__Enunciado 1__.
Por favor, identifique na listagem abaixo todas as linhas que contêm a palavra "every" e copie-as. Leve em conta a diferença entre maiúsculas e minúsculas.

__Texto fornecido__.
A humanidade brasileira foi forjada nestes dois encontros desumanos dos portugueses: com os índios e com os negros.
MUNDO SONORO
Eu, quando cheguei, não vi o Brasil; primeiro o ouvi. Pousei de noite, meti-me num carro de vidros fumados, adormeci e acordei já no cerrado mineiro, onde estava escuro outra vez. Pedi para parar o carro e desligar o motor: eu precisava ouvir.
Um panorama infinito se revelou, em vastíssimas perspectivas de insetos, sapos, pássaros. O tempo parado, o tempo de sempre, a "Lux Aeterna" em som. A minha visão do paraíso, invisível, ensurdecedora. As notas, sons de inesperados instrumentos musicais, com as quais pretendia compor os diferentes andamentos da sinfonia de "Vazante".
Chegando à fazenda, eu não quis falar nem ouvir ninguém. Trazia a tiracolo o meu gravador e o par de microfones já em riste. Power on. Nossa. Ponho-me a "ler" aquele espaço perdido, a descobrir, voraz, as diferentes zonas, os nichos sonoros.
Aos poucos me são reveladas as várias horas do dia, onde e quando pia esse passarinho de som penetrante, onde se reúnem aqueles outros mais roucos, onde fica aquele triste e solitário que pia, desolado, lá muito ao longe, em glissando descendente dois tons e meio?
Onde devo estar —vou caminhar até descobrir— para obter um panorama largo, com o desolado em primeiro plano, três bem-te-vis a meia distância, um pacu do lado direito e um bando de maritacas que se afastam em algazarra?
Quero encontrar um brejo, uma poça onde haja sapos, não tem como não ter. E isso que estou ouvindo é mesmo sapo? Por que é que rosna como um boi cansado? E esses trilos desencontrados, em ritmo de funk, ao cair da noite, é sapo? Mil sapos? Mil sapos mais dois insetos e quem sabe um derradeiro pássaro predador?
Mas o mergulho na natureza foi apenas o começo e meu trabalho prosseguiria em uma imersão inesperada, cada vez mais perplexa, na paisagem humana de "Vazante".

__Enunciado 2__.
Segundo o texto fornecido acima, o que foi pedido ao acordar no cerrado mineiro, ainda no escuro?

__Dados do exercício__.
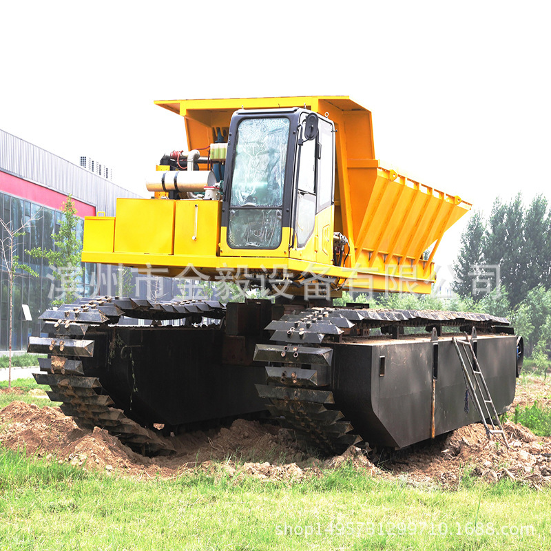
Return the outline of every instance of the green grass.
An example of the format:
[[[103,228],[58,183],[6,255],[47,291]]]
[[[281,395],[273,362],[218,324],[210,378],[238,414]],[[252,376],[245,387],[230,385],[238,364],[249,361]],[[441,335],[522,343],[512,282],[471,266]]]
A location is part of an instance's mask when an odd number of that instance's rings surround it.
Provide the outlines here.
[[[39,364],[39,357],[45,357],[45,354],[17,354],[12,356],[12,367],[32,367]],[[10,358],[7,355],[0,356],[0,368],[9,366]]]
[[[0,550],[543,550],[550,498],[506,481],[413,488],[350,467],[291,485],[222,472],[138,481],[0,449]]]
[[[551,436],[551,408],[537,402],[526,408],[516,408],[514,422],[521,423],[538,436]]]
[[[0,381],[0,389],[8,388],[8,381]],[[25,402],[27,404],[36,404],[39,407],[44,406],[59,406],[59,402],[50,402],[47,396],[41,397],[40,396],[33,396],[28,394],[29,391],[33,388],[40,388],[43,391],[50,390],[49,386],[39,385],[33,377],[28,379],[13,379],[12,380],[12,392],[0,393],[0,408],[5,408],[14,400]],[[21,393],[21,391],[23,393]]]
[[[21,388],[25,392],[28,392],[32,388],[45,388],[50,390],[49,386],[45,386],[43,384],[40,385],[34,380],[34,377],[29,377],[24,379],[12,379],[12,386],[17,388]],[[7,388],[8,381],[0,381],[0,388]]]

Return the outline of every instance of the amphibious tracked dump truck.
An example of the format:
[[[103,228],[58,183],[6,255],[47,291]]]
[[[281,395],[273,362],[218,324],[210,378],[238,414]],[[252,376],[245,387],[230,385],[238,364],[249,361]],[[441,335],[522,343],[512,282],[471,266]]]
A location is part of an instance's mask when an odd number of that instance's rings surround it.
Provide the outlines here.
[[[326,453],[481,419],[499,432],[522,361],[507,320],[331,302],[343,289],[430,293],[468,203],[381,166],[371,114],[347,96],[156,103],[184,117],[187,149],[163,157],[152,198],[85,218],[83,260],[266,298],[98,297],[45,312],[49,336],[28,349],[48,354],[36,379],[67,415],[149,454],[267,410]]]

__Resposta esperada 1__.
Return the outline of every instance of the green grass.
Return the outline of every instance of the amphibious tracked dump truck.

__Resposta esperada 2__.
Foi pedido para parar o carro e desligar o motor.